### Your goal
From the line containing "the man's nose" down to the last line of the material, return those lines verbatim and only those.

Rows from a box labeling dataset
begin

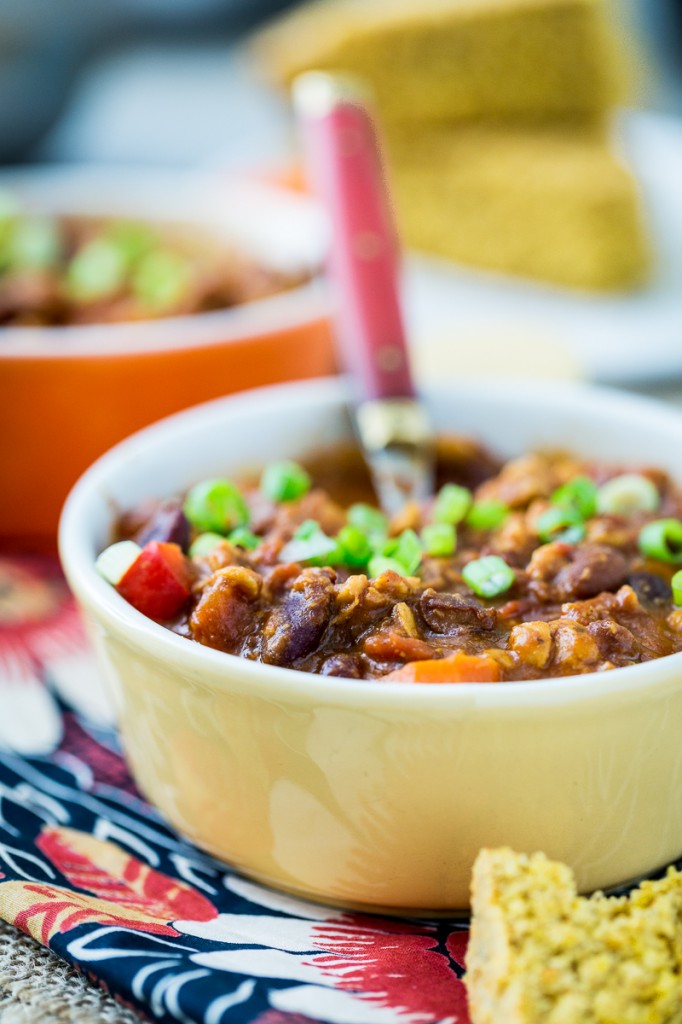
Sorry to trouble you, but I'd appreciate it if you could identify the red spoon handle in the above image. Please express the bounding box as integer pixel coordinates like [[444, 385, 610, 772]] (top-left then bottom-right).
[[295, 72, 414, 399]]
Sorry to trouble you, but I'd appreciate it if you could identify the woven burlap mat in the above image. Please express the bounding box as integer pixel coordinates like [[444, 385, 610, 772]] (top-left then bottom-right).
[[0, 921, 142, 1024]]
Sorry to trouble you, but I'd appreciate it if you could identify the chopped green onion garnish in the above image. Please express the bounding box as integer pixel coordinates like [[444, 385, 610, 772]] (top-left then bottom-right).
[[67, 238, 126, 302], [392, 529, 423, 575], [551, 476, 597, 519], [131, 243, 191, 310], [431, 483, 472, 524], [369, 529, 422, 575], [639, 519, 682, 565], [106, 220, 159, 267], [466, 499, 509, 529], [368, 555, 410, 579], [597, 473, 660, 516], [336, 523, 372, 567], [537, 505, 586, 544], [421, 522, 457, 558], [227, 526, 261, 551], [280, 519, 339, 565], [348, 502, 388, 540], [183, 479, 249, 534], [260, 461, 312, 502], [189, 534, 225, 558], [95, 541, 142, 587], [462, 555, 516, 597], [9, 217, 61, 270], [670, 569, 682, 607]]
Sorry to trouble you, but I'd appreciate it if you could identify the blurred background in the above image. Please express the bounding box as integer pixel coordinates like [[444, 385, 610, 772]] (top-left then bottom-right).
[[0, 0, 682, 543], [0, 0, 682, 167]]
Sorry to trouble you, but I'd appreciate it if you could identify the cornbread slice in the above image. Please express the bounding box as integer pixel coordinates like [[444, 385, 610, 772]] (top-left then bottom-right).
[[259, 0, 621, 123], [465, 849, 682, 1024], [389, 125, 649, 291]]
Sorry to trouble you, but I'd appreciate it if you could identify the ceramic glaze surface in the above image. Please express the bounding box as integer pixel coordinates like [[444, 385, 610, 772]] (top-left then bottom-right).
[[60, 382, 682, 912]]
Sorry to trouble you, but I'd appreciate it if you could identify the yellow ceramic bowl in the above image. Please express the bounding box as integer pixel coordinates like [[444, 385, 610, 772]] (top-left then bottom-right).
[[60, 380, 682, 912]]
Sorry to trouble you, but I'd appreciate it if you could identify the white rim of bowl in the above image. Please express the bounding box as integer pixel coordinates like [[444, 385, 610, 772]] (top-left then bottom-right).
[[0, 165, 331, 360], [59, 378, 682, 710]]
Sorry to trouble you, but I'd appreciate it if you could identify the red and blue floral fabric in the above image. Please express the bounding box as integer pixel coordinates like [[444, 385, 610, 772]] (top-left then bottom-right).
[[0, 558, 469, 1024]]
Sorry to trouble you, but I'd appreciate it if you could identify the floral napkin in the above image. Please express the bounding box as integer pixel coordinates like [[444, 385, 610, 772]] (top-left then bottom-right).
[[0, 558, 469, 1024]]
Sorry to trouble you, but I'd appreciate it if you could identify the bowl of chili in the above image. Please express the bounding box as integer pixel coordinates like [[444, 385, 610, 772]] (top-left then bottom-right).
[[60, 380, 682, 914], [0, 167, 334, 548]]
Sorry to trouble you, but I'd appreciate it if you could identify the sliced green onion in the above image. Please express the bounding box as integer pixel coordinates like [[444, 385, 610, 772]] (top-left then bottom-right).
[[260, 461, 312, 502], [348, 502, 388, 539], [189, 534, 225, 558], [227, 526, 261, 551], [639, 519, 682, 565], [280, 519, 339, 565], [421, 522, 457, 558], [431, 483, 473, 525], [551, 476, 597, 519], [132, 243, 191, 310], [393, 529, 423, 575], [9, 217, 61, 270], [67, 238, 126, 302], [462, 555, 516, 597], [597, 473, 660, 516], [670, 569, 682, 607], [368, 555, 410, 579], [467, 499, 509, 529], [106, 220, 159, 267], [183, 479, 249, 534], [336, 523, 372, 567], [369, 529, 423, 575], [95, 541, 142, 587], [537, 505, 587, 544]]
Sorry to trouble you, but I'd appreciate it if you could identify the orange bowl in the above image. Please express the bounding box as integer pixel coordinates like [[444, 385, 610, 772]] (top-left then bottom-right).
[[0, 169, 335, 549]]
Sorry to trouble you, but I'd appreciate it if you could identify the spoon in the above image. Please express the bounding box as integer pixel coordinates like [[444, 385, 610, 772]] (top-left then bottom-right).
[[293, 72, 433, 516]]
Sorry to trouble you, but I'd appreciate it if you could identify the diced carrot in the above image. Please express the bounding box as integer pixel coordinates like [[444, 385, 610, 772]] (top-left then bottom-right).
[[382, 651, 502, 683], [363, 633, 433, 662]]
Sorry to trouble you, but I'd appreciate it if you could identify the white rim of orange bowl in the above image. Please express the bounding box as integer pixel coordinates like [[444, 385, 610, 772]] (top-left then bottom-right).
[[59, 378, 682, 712], [0, 166, 330, 360]]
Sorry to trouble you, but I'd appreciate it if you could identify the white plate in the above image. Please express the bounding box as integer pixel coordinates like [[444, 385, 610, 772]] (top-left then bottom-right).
[[407, 113, 682, 384]]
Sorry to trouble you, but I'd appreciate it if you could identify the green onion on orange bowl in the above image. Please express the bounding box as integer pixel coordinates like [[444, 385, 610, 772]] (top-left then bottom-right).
[[60, 380, 682, 913]]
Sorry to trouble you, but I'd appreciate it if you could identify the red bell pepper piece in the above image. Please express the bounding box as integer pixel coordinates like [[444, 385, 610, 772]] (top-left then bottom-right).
[[116, 541, 191, 622]]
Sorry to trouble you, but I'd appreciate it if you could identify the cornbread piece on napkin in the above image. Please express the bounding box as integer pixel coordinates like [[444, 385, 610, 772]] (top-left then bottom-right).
[[465, 849, 682, 1024], [260, 0, 620, 122], [389, 125, 649, 291]]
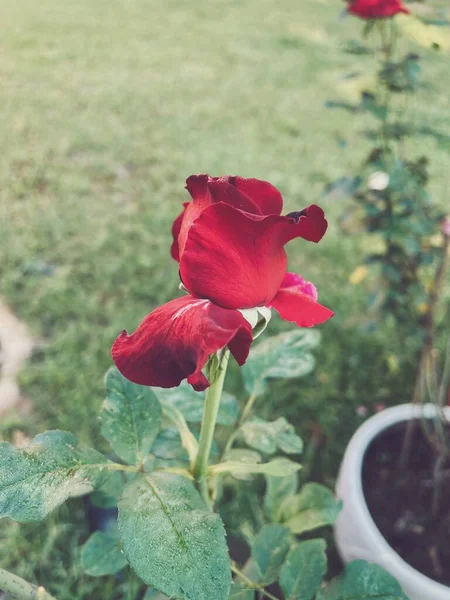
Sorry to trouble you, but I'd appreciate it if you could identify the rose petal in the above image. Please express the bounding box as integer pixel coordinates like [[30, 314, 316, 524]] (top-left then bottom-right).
[[180, 203, 327, 308], [112, 296, 252, 390], [208, 175, 262, 215], [175, 175, 283, 261], [269, 273, 334, 327], [280, 273, 318, 300], [170, 202, 189, 262]]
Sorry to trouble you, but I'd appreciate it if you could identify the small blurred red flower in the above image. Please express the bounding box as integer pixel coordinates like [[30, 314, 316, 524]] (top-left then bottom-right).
[[112, 175, 333, 390], [441, 217, 450, 237], [348, 0, 409, 19]]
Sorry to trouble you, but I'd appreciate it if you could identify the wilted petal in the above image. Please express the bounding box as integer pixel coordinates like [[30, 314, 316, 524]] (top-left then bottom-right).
[[112, 296, 252, 390], [269, 273, 334, 327]]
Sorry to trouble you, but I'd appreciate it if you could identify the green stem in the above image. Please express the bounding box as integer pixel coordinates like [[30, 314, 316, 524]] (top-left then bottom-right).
[[231, 564, 278, 600], [193, 349, 230, 505], [221, 394, 256, 458], [0, 569, 56, 600]]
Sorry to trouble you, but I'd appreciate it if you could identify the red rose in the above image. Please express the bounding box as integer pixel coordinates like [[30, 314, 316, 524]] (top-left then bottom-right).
[[348, 0, 409, 19], [112, 175, 333, 390]]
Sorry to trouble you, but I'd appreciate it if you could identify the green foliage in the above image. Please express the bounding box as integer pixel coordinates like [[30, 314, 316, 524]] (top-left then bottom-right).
[[252, 524, 292, 585], [280, 539, 327, 600], [241, 329, 320, 396], [90, 471, 126, 508], [119, 473, 231, 600], [229, 583, 255, 600], [210, 458, 302, 477], [332, 15, 445, 354], [0, 431, 108, 523], [317, 560, 408, 600], [81, 531, 127, 577], [279, 483, 342, 535], [241, 417, 303, 454], [100, 367, 161, 464], [153, 381, 239, 425]]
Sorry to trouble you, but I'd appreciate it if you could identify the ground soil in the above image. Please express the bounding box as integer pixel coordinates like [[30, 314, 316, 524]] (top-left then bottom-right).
[[362, 421, 450, 598]]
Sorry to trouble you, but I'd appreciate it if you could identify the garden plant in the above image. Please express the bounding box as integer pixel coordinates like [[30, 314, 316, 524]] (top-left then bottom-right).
[[0, 175, 406, 600], [336, 0, 445, 355]]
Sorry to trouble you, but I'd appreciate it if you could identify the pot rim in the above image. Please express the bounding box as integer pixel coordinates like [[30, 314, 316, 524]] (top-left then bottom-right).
[[337, 404, 450, 593]]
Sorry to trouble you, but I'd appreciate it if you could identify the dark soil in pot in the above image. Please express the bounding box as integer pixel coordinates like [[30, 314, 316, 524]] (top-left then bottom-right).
[[362, 420, 450, 584]]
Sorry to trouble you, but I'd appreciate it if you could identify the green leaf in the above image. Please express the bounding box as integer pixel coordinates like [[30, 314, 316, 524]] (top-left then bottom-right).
[[264, 473, 298, 523], [223, 448, 262, 481], [81, 531, 127, 577], [241, 417, 303, 454], [153, 381, 239, 425], [142, 588, 168, 600], [241, 329, 320, 396], [100, 367, 161, 465], [119, 473, 231, 600], [209, 458, 302, 477], [229, 582, 255, 600], [89, 471, 126, 508], [153, 427, 189, 466], [317, 560, 410, 600], [0, 431, 108, 523], [280, 539, 327, 600], [280, 483, 342, 535], [252, 524, 292, 586]]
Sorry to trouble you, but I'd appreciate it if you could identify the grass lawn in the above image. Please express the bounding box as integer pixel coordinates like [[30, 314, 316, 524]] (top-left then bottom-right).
[[0, 0, 450, 600]]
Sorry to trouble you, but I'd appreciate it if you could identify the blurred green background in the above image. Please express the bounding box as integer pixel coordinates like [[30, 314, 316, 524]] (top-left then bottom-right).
[[0, 0, 450, 600]]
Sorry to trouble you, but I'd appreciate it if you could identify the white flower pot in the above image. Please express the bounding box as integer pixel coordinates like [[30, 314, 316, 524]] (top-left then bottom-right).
[[335, 404, 450, 600]]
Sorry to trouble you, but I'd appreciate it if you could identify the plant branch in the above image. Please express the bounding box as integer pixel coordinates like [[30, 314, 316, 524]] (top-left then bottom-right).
[[398, 236, 450, 471], [231, 565, 279, 600], [193, 349, 230, 506], [0, 569, 56, 600], [221, 394, 256, 459]]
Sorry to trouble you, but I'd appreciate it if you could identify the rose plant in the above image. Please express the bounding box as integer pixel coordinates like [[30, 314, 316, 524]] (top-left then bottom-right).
[[328, 0, 445, 354], [0, 175, 406, 600]]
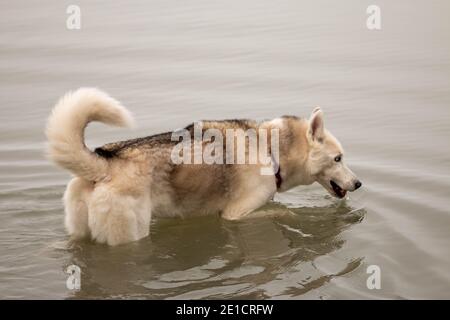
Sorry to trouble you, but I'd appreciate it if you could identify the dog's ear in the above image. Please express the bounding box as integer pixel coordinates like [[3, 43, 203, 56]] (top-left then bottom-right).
[[308, 107, 324, 142]]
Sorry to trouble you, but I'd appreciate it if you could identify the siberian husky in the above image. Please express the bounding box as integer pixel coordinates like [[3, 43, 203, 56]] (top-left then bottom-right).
[[46, 88, 361, 245]]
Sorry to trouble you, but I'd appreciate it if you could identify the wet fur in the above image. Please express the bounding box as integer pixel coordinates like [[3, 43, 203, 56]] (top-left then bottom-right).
[[47, 89, 360, 245]]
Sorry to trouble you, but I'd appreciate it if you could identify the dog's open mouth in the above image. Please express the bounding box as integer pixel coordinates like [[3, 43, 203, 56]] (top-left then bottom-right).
[[330, 180, 347, 198]]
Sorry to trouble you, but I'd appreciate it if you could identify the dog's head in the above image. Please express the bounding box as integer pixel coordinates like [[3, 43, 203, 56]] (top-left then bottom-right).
[[306, 108, 362, 198]]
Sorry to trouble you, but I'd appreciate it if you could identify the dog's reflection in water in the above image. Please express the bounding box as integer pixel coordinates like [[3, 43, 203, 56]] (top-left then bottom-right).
[[67, 202, 365, 299]]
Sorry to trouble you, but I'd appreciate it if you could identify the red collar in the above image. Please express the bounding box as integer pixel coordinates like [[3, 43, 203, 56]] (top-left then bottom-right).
[[275, 165, 283, 189]]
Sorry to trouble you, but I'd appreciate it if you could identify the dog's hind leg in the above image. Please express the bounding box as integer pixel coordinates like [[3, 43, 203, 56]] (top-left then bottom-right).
[[89, 187, 151, 246], [64, 178, 93, 239]]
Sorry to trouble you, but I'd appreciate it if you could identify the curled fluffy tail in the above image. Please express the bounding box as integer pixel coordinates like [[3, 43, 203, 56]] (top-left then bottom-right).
[[46, 88, 133, 181]]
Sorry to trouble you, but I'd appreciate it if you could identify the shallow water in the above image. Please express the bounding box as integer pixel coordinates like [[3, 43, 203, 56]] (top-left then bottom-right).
[[0, 0, 450, 299]]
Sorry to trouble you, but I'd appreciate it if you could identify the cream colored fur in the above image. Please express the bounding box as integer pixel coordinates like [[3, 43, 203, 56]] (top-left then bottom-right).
[[46, 88, 359, 245]]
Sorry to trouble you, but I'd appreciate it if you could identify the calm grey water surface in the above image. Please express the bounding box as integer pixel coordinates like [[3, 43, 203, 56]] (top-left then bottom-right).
[[0, 0, 450, 299]]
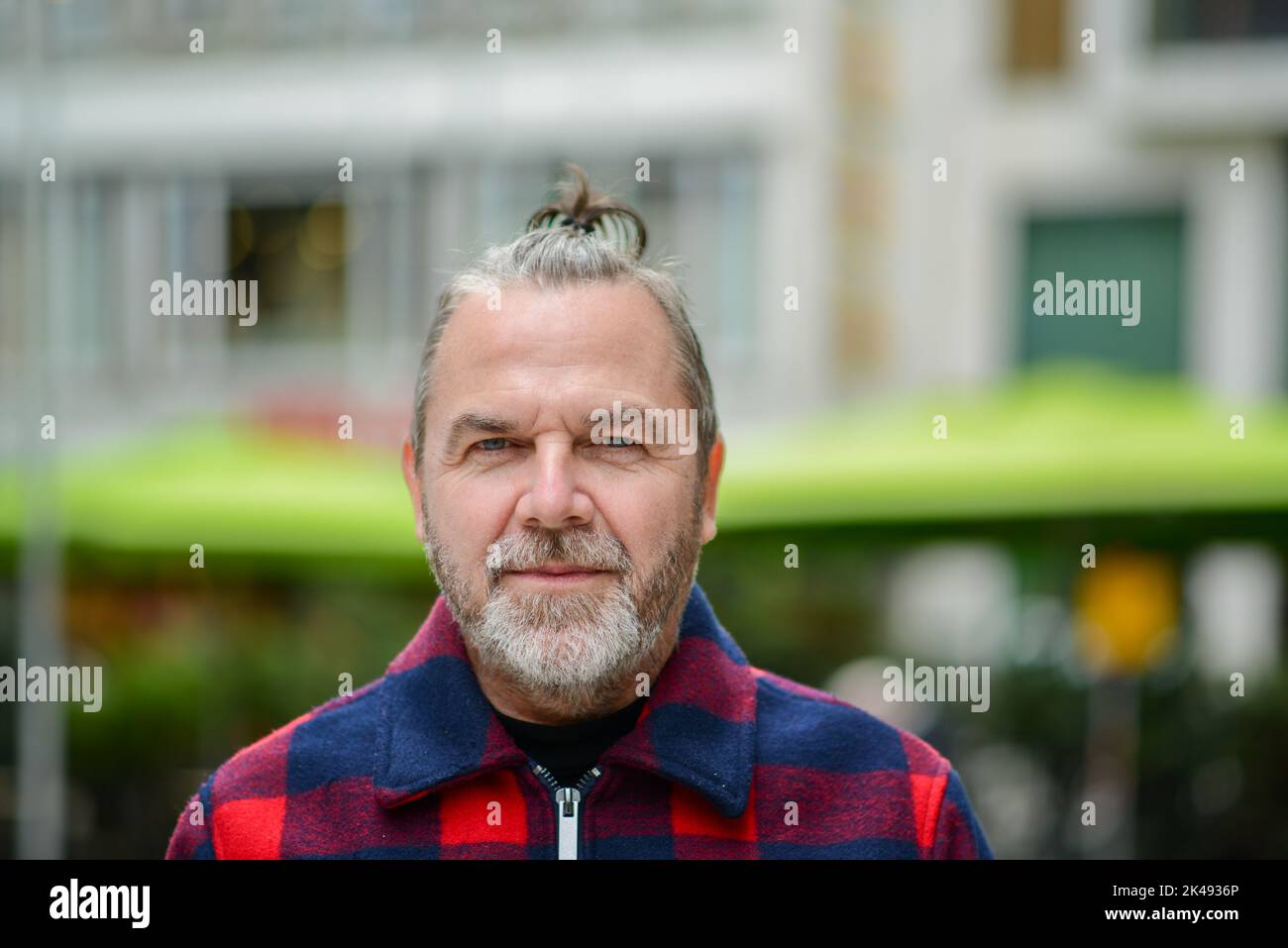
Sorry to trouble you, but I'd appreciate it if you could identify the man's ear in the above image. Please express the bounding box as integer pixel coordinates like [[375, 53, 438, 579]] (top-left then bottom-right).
[[702, 432, 724, 544], [403, 438, 425, 545]]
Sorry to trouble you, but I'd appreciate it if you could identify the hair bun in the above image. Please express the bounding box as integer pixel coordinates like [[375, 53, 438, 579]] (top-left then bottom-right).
[[528, 162, 648, 259]]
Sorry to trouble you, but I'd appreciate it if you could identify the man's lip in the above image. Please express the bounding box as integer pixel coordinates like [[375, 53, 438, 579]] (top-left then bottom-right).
[[505, 563, 606, 576]]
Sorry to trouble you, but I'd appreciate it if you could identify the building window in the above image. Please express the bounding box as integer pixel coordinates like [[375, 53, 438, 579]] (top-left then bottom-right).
[[1018, 211, 1185, 372], [1006, 0, 1065, 78], [1154, 0, 1288, 43]]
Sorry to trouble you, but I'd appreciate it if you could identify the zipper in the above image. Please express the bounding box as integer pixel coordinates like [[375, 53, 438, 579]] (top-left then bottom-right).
[[532, 761, 601, 859]]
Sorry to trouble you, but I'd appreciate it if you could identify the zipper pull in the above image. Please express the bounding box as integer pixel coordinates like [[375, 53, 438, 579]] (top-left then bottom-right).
[[531, 761, 602, 859], [555, 787, 581, 859]]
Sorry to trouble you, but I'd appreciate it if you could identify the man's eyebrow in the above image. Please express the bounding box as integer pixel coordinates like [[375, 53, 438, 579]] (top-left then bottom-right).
[[443, 411, 518, 456]]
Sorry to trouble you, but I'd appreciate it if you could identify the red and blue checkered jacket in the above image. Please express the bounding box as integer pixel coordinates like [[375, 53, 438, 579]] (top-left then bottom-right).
[[166, 583, 993, 859]]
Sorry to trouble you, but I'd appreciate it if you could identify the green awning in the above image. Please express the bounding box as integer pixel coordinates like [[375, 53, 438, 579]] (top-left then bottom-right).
[[0, 369, 1288, 558]]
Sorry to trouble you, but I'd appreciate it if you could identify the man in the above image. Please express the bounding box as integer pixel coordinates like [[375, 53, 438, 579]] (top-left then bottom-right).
[[166, 166, 992, 859]]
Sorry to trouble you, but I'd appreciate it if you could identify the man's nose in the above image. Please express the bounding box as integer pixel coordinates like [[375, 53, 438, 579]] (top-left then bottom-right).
[[515, 442, 595, 529]]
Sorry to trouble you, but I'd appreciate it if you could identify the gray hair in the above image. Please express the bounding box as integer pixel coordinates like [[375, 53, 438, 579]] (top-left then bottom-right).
[[411, 164, 718, 481]]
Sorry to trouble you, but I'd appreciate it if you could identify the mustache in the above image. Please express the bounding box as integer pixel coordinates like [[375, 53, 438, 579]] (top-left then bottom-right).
[[485, 528, 634, 582]]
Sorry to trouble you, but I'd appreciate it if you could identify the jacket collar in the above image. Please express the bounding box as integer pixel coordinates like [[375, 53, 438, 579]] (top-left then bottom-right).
[[373, 583, 756, 818]]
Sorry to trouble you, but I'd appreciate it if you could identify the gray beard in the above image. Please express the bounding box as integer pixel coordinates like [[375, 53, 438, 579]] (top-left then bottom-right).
[[425, 496, 702, 719]]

end

### Finished exercise
Sorry to trouble you, but I'd appreciate it if you could identify the man's nose in the above image. Please express the bounding box as integer pixel coordinates like [[375, 53, 438, 579]] (top-left then bottom-right).
[[515, 442, 595, 529]]
Sorry to trouble you, but I'd appreciate it if you could identify the gray hair in the above image. Please express the bounding box as integer pixel coordinates like [[375, 53, 438, 579]] (top-left then bottom-right).
[[411, 164, 718, 481]]
Sorry to trouble you, but I'd appreciate it if you could identify the mustache in the above image. Please express the bounding box as integer pixel coordinates like [[375, 53, 438, 579]] (top-left then bottom-right).
[[485, 528, 634, 582]]
Sorry to trouble you, but I'd appreciate it if you could identify the jacket collar in the above image. Please express the bounding box as integer pixel coordinates like [[375, 53, 438, 579]] (top-left then bottom-right).
[[373, 583, 756, 818]]
Sorry to trouble you, but I'd appreciate it if you could identify the gray beard in the above image. Please express the bounding box as integer pixel coordinates like [[375, 53, 438, 579]] (top-left then bottom-right).
[[425, 496, 702, 719]]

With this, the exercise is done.